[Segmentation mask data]
= = = = = = =
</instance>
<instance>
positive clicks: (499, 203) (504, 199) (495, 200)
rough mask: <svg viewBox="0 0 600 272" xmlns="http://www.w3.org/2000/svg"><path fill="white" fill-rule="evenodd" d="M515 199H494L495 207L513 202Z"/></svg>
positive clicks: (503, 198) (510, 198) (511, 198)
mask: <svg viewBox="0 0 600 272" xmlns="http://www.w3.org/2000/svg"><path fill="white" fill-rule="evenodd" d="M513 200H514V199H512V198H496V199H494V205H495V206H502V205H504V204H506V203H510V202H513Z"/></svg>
= = = = = = =
■ Task goal:
Every entry in the data should be returned exactly.

■ Answer space:
</instance>
<instance>
positive clicks: (499, 203) (504, 199) (495, 200)
rough mask: <svg viewBox="0 0 600 272" xmlns="http://www.w3.org/2000/svg"><path fill="white" fill-rule="evenodd" d="M515 199H494L495 207L513 202Z"/></svg>
positive clicks: (503, 198) (510, 198) (511, 198)
mask: <svg viewBox="0 0 600 272" xmlns="http://www.w3.org/2000/svg"><path fill="white" fill-rule="evenodd" d="M513 200H514V199H512V198H496V199H494V205H495V206H502V205H504V204H506V203H510V202H513Z"/></svg>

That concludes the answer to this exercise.